## INFORMATION PROVIDED
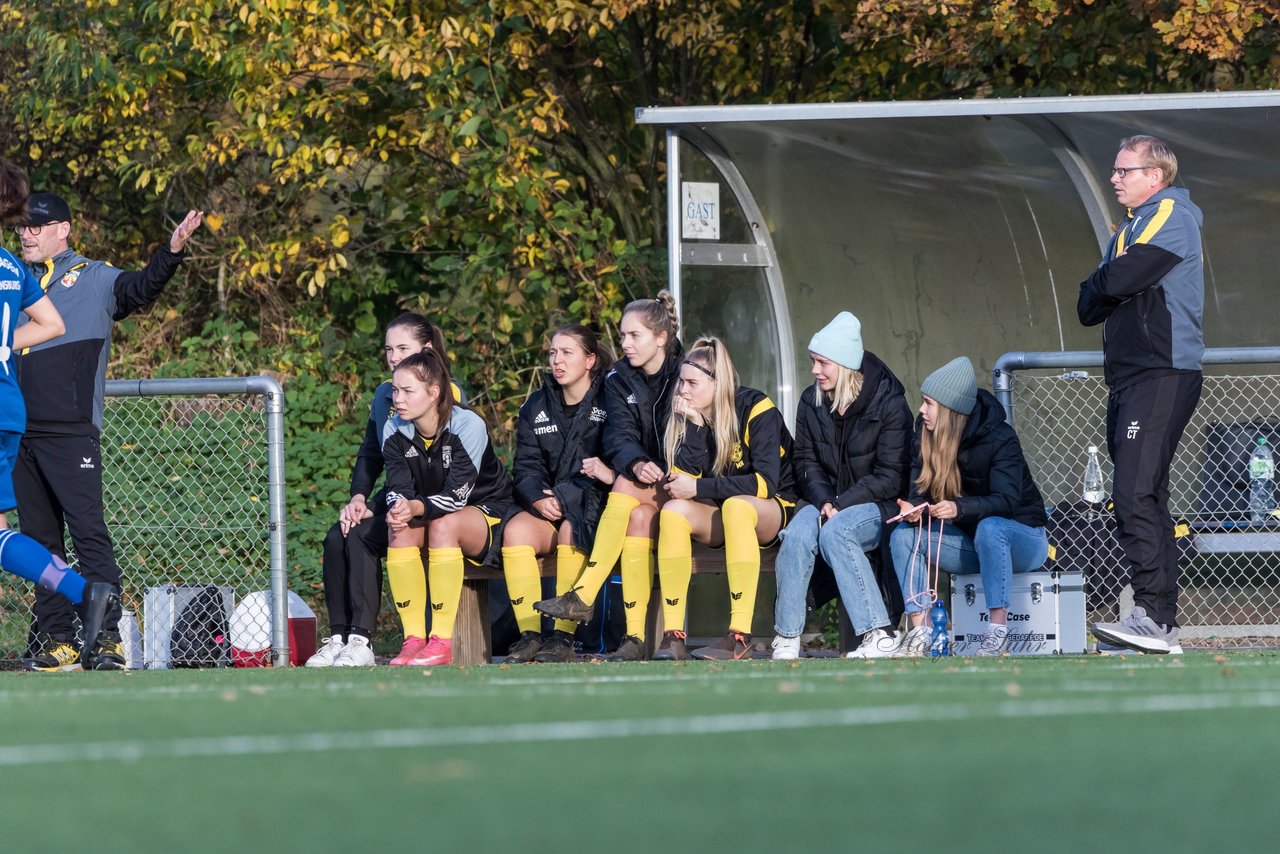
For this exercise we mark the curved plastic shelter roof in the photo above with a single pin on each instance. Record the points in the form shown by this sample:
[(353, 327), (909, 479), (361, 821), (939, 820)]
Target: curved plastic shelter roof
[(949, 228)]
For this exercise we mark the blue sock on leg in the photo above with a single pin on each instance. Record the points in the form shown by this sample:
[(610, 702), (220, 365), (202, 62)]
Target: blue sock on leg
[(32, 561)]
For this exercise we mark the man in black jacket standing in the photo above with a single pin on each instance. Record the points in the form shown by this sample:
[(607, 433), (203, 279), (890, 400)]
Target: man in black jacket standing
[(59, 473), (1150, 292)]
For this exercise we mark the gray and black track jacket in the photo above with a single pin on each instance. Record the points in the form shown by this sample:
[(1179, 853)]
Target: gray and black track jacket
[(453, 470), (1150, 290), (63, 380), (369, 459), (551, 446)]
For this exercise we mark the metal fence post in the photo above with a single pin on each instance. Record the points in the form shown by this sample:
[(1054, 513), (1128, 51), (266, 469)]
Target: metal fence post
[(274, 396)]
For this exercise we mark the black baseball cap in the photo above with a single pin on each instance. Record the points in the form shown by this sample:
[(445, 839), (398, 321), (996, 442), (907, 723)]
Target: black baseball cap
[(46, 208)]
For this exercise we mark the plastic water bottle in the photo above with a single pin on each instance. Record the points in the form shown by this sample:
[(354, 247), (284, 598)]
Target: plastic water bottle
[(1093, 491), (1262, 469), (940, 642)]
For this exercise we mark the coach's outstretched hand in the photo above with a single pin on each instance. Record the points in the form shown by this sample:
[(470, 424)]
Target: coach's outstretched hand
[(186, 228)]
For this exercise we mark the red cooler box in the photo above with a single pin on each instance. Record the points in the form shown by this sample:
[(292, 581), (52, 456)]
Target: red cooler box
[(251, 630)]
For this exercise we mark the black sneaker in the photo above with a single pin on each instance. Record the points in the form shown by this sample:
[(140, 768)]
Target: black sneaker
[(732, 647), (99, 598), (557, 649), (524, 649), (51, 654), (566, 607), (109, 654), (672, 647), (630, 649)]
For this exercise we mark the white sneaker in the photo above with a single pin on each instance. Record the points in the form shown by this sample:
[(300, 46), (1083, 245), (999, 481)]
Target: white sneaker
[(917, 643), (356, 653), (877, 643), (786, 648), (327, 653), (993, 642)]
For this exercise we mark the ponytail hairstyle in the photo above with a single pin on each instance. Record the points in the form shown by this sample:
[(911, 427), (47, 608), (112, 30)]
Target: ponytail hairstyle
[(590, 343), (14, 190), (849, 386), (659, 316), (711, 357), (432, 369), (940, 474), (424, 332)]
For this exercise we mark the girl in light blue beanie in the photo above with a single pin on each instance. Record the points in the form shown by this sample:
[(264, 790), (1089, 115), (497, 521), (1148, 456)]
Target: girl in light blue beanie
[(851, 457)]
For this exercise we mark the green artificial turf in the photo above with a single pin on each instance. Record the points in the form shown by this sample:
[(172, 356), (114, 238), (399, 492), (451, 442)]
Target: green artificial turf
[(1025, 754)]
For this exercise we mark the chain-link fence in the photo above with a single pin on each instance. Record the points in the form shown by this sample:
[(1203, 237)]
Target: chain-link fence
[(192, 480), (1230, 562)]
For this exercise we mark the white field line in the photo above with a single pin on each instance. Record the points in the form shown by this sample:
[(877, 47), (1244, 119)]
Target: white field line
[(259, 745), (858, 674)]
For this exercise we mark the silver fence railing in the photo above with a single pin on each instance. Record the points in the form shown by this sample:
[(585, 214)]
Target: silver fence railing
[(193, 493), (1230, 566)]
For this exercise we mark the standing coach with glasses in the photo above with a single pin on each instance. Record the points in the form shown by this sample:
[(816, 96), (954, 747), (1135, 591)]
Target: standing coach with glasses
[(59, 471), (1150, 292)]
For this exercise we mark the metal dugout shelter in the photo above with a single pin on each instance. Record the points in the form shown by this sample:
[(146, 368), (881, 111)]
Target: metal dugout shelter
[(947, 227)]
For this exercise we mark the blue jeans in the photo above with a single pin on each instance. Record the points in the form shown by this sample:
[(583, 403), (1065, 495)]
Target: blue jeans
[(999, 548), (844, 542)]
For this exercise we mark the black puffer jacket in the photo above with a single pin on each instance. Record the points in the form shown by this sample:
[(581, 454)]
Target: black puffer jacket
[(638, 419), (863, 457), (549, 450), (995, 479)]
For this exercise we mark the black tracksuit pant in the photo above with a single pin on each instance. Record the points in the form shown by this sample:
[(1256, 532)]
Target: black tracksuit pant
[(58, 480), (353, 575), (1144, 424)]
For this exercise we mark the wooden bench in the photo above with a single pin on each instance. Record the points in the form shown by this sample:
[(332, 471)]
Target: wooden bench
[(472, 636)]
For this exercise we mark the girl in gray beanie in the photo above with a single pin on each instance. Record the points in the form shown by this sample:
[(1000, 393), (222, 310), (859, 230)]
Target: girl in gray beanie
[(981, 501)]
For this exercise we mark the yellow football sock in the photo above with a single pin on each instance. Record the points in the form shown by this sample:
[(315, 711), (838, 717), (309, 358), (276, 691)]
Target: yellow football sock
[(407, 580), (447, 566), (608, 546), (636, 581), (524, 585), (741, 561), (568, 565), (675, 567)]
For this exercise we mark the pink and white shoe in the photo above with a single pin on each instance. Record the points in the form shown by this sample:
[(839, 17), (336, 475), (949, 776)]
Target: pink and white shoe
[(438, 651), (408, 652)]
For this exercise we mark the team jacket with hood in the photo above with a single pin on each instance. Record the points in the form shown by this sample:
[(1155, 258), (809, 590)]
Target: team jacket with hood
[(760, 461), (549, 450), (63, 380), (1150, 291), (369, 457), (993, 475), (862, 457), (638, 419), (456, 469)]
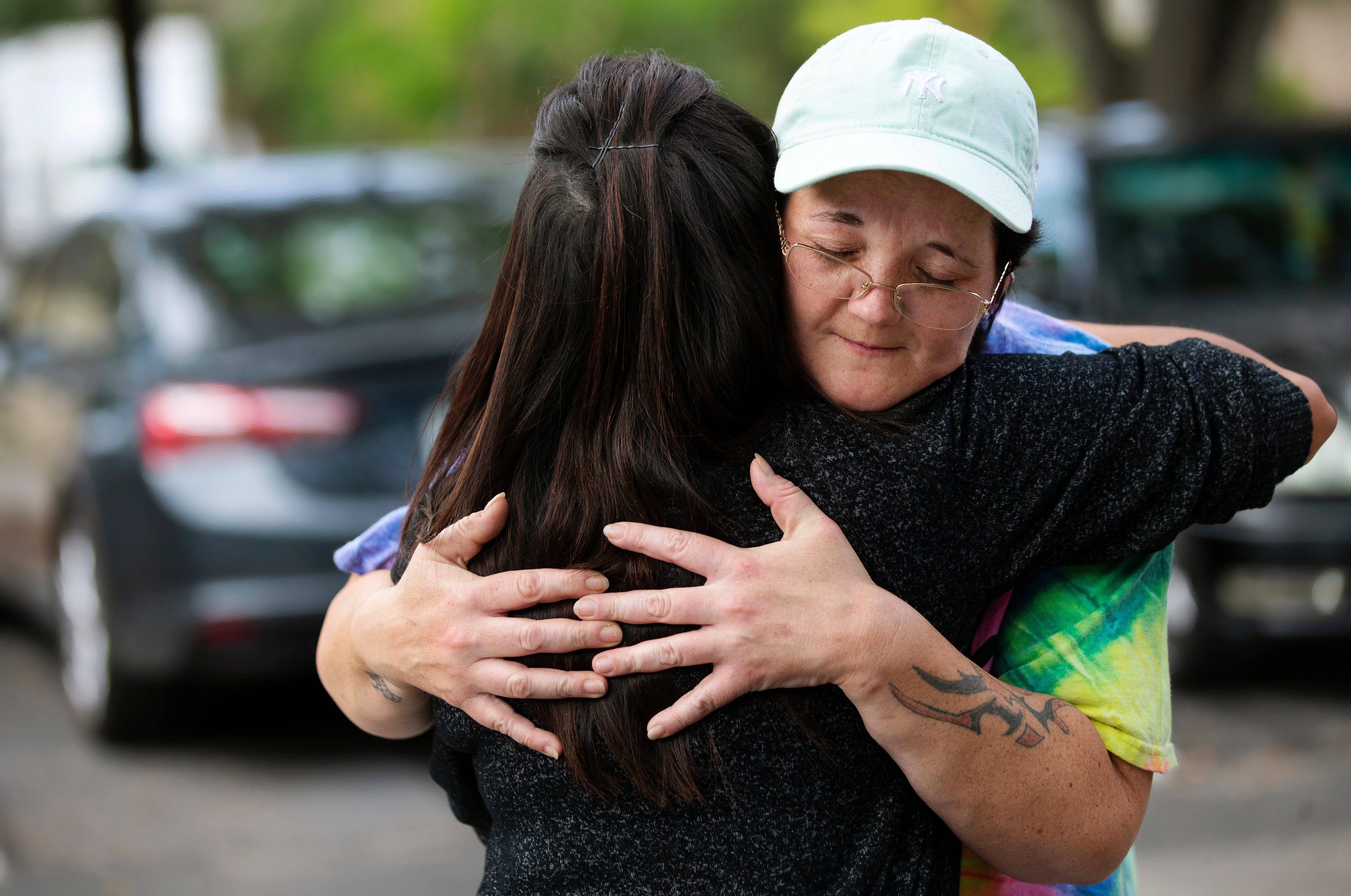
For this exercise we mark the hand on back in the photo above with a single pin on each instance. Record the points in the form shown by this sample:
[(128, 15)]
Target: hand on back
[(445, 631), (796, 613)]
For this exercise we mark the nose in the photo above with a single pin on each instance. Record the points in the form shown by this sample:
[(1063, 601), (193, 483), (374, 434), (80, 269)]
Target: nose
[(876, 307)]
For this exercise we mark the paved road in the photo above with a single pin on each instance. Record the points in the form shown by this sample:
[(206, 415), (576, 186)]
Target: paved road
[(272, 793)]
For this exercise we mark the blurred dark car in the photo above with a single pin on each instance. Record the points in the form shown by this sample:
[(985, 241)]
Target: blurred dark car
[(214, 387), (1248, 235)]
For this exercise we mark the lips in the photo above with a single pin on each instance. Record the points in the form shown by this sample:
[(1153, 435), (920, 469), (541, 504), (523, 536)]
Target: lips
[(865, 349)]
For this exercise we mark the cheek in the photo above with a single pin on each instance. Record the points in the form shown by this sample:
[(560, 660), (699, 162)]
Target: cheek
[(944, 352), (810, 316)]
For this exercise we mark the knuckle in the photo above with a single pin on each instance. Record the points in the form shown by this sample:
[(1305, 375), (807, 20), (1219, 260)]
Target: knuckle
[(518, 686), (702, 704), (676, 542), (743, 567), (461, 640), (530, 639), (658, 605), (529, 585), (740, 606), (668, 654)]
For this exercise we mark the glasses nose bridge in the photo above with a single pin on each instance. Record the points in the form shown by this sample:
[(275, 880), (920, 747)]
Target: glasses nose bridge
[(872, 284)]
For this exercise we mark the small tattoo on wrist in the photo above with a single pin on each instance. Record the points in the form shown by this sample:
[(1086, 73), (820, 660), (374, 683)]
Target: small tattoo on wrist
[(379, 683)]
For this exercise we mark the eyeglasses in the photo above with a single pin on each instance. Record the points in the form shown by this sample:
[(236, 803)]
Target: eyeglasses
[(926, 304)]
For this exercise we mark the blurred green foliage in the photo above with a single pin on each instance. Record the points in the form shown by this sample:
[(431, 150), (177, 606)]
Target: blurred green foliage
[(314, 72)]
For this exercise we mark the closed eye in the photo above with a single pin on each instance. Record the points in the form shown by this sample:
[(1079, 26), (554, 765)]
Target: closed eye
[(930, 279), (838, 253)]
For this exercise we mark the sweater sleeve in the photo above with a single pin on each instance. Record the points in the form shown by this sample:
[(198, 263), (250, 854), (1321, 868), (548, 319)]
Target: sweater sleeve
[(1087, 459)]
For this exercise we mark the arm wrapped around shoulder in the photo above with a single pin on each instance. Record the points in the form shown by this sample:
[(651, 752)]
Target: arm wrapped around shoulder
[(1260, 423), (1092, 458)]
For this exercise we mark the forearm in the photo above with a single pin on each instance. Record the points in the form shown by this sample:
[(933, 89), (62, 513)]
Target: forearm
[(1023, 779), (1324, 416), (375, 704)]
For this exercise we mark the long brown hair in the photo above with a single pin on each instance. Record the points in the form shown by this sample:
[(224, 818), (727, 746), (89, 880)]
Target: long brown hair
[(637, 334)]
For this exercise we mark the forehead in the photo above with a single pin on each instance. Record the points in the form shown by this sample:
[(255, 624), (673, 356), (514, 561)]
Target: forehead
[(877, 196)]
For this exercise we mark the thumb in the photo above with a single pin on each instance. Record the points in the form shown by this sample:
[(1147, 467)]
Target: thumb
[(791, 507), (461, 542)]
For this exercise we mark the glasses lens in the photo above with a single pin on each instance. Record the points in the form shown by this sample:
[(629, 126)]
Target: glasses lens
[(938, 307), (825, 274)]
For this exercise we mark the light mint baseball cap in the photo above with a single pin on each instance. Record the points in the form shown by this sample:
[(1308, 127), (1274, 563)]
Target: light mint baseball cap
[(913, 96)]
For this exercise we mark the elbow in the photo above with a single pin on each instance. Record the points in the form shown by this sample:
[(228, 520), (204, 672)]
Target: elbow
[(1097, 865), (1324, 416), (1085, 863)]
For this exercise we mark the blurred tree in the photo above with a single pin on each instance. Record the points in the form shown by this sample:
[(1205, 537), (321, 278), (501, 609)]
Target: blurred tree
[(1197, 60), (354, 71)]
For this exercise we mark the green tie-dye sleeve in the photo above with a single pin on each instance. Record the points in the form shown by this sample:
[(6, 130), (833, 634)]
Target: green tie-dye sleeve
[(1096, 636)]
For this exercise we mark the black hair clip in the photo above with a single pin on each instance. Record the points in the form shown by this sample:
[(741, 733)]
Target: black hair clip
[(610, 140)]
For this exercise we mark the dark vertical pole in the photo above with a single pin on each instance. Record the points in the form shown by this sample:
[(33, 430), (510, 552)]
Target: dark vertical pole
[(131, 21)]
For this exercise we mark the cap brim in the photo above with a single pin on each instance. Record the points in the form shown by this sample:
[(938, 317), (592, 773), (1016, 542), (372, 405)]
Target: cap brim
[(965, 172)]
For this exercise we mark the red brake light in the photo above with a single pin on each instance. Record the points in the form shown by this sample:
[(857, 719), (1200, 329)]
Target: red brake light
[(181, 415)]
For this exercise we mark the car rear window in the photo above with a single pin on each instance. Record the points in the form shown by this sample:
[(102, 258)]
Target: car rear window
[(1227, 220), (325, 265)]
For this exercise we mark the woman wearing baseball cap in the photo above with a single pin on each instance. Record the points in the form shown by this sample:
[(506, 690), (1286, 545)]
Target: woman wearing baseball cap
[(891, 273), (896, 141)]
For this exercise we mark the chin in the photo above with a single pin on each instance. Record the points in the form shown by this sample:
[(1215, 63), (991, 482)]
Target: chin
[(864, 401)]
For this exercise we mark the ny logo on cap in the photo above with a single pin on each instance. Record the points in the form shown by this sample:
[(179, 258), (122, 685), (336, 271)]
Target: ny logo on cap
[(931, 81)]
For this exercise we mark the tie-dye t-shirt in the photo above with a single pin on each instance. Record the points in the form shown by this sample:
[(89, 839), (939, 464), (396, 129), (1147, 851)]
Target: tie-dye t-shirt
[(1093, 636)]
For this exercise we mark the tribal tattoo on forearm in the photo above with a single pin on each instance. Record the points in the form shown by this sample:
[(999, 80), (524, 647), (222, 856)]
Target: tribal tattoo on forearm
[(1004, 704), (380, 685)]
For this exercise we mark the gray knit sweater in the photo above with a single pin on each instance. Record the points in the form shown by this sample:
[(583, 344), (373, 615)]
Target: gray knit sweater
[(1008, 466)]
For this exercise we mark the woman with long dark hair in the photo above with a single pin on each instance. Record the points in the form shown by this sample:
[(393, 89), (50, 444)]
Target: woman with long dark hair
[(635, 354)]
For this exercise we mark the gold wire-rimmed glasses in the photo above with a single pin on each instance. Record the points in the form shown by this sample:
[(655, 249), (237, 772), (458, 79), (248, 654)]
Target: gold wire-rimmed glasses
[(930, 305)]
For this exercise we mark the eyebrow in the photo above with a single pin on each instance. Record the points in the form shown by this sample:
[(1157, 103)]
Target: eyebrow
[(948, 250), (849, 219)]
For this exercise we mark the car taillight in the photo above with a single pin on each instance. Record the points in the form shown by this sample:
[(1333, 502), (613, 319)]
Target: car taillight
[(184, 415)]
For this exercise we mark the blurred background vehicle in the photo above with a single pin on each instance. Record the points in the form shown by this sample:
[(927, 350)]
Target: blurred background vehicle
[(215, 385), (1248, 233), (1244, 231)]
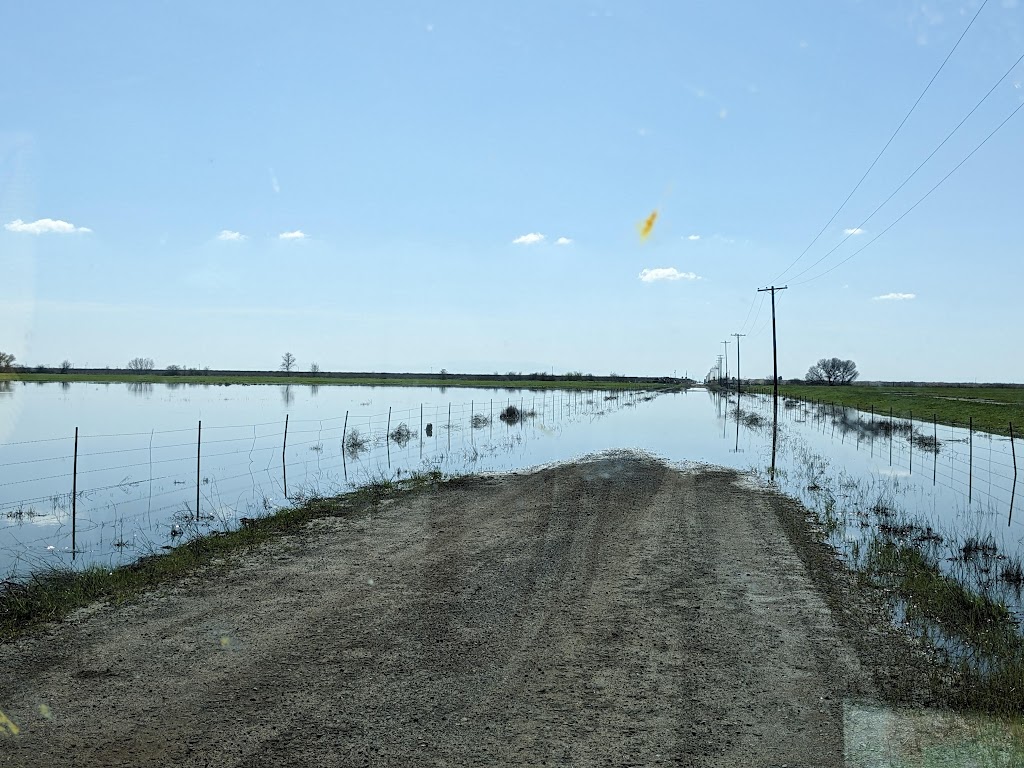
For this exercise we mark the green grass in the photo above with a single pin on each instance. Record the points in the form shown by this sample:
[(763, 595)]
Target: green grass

## ASSIGNMENT
Starting at the line where "Target: eyebrow" appears, restate every line through the end of the records above exactly, but omit the pictures.

## SOLUTION TO THIS TASK
Target: eyebrow
[(948, 250), (849, 219)]
For this exercise we mark the car taillight in the photo above with a single pin on each instance. Record the points in the form shown by this sample:
[(1333, 502), (613, 319)]
Target: car taillight
[(184, 415)]
For this exercise we mark the blurred background vehicle in the photo above with a single pin on each instance. Record the points in the form shown by this sample:
[(927, 350)]
Target: blurred background vehicle
[(215, 385), (1248, 233), (1244, 231)]
For this exercise we mark the green grass in the photo above with a single pin on each instance. Record the points in the form shown by this sample:
[(763, 595)]
Target: green grass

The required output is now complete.